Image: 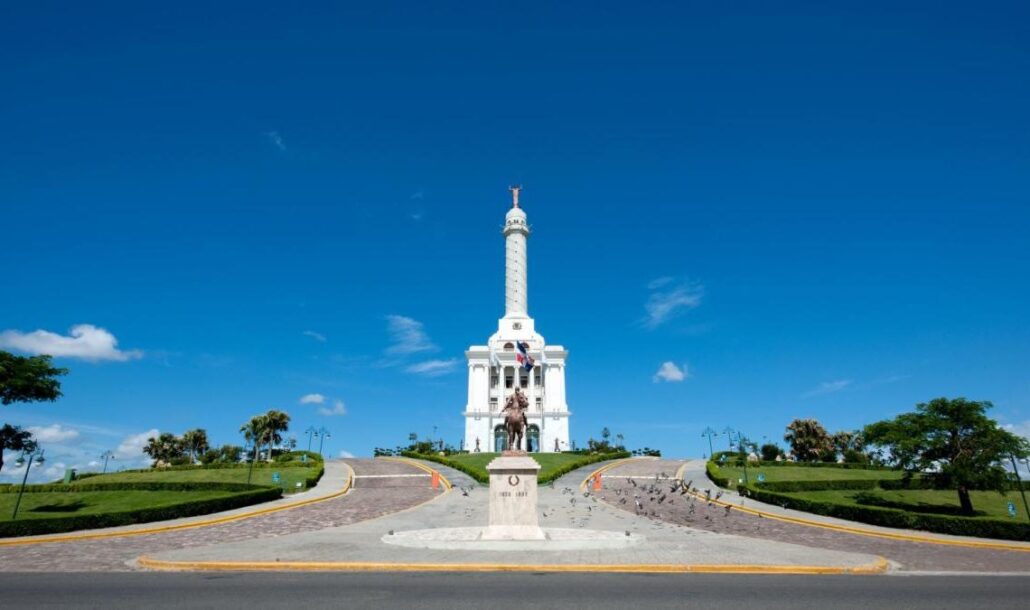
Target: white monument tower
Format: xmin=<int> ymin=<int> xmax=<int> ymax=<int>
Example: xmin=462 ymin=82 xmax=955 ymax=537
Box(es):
xmin=465 ymin=187 xmax=571 ymax=452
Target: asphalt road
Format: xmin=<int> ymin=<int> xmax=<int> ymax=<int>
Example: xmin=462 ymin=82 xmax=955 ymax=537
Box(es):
xmin=0 ymin=573 xmax=1030 ymax=610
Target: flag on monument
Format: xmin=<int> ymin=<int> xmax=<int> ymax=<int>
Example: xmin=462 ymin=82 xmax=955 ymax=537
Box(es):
xmin=515 ymin=341 xmax=533 ymax=371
+-------+
- Written exercise: Transcribe all of the entries above word for word, leaving the picture out of your copy.

- Result for this exercise:
Image: 
Target: white monument tower
Format: xmin=<int> ymin=<int> xmax=<int> ymax=<int>
Example: xmin=462 ymin=82 xmax=955 ymax=537
Box(es):
xmin=465 ymin=187 xmax=571 ymax=452
Target: asphalt road
Format: xmin=<int> ymin=<int> xmax=<int> ymax=<int>
Example: xmin=462 ymin=82 xmax=955 ymax=537
Box(es):
xmin=0 ymin=573 xmax=1030 ymax=610
Target: flag on monument
Format: xmin=<int> ymin=<int> xmax=<int> ymax=<int>
Example: xmin=462 ymin=82 xmax=955 ymax=537
Box(es):
xmin=515 ymin=341 xmax=533 ymax=371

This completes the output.